**ABOUT THIS TASK:**
The data that follows should be copied out exactly.

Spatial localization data
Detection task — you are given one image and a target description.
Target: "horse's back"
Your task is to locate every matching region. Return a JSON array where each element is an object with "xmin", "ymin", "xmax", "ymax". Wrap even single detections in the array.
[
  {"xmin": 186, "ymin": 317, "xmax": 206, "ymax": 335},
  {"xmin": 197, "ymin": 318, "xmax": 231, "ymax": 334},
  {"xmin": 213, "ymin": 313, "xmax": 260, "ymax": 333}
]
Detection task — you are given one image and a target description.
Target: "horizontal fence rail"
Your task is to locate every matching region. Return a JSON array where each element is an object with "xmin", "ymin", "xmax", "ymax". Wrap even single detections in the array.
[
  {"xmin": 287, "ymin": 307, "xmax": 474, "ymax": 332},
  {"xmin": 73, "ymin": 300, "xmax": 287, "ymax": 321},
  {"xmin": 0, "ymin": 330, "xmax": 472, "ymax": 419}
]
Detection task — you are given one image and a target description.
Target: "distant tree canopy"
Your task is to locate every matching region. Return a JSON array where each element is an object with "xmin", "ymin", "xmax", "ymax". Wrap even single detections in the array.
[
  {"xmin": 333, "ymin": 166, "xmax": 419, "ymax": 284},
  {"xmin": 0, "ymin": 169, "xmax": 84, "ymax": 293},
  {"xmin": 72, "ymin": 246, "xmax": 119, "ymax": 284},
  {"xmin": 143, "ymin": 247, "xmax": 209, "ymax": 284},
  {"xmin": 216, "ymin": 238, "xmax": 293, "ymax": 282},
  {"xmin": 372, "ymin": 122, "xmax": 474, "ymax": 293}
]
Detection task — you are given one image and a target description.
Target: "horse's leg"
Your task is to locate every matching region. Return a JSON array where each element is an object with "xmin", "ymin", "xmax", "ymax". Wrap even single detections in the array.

**SOLVED EXERCISE:**
Detection task — you are given one image and a target description.
Target: "horse's back"
Your task is to locate every matching region. Return a JSON array where each element is an object with "xmin", "ymin", "xmax", "ymax". Wrap even single detections in the array.
[
  {"xmin": 186, "ymin": 317, "xmax": 206, "ymax": 335},
  {"xmin": 197, "ymin": 318, "xmax": 231, "ymax": 334},
  {"xmin": 213, "ymin": 313, "xmax": 260, "ymax": 333}
]
Detection task — you are given one image and a target description.
Target: "horizontal fence rail"
Your task is to locate every matching region. Return a JSON array where each element is an object with "xmin", "ymin", "xmax", "ymax". Wrap even single detections in the array.
[
  {"xmin": 287, "ymin": 307, "xmax": 474, "ymax": 332},
  {"xmin": 73, "ymin": 300, "xmax": 287, "ymax": 321},
  {"xmin": 0, "ymin": 330, "xmax": 472, "ymax": 419}
]
Detection task — you are given one image and a target description.
Target: "distant tree canopy"
Your task is to locate every matching region. Return a JSON array where each element is an object with "xmin", "ymin", "xmax", "ymax". Wrap even single detections in the array.
[
  {"xmin": 333, "ymin": 166, "xmax": 419, "ymax": 284},
  {"xmin": 0, "ymin": 169, "xmax": 84, "ymax": 293},
  {"xmin": 72, "ymin": 246, "xmax": 119, "ymax": 284},
  {"xmin": 143, "ymin": 247, "xmax": 209, "ymax": 284},
  {"xmin": 216, "ymin": 238, "xmax": 293, "ymax": 282},
  {"xmin": 372, "ymin": 122, "xmax": 474, "ymax": 293}
]
Detection task — you are given one image and a target description.
Target: "horse's leg"
Your task is to locate every matching region. Return a JSON array where each element is an object with "xmin", "ymin", "xmax", "ymax". Wrap even single detections in the array.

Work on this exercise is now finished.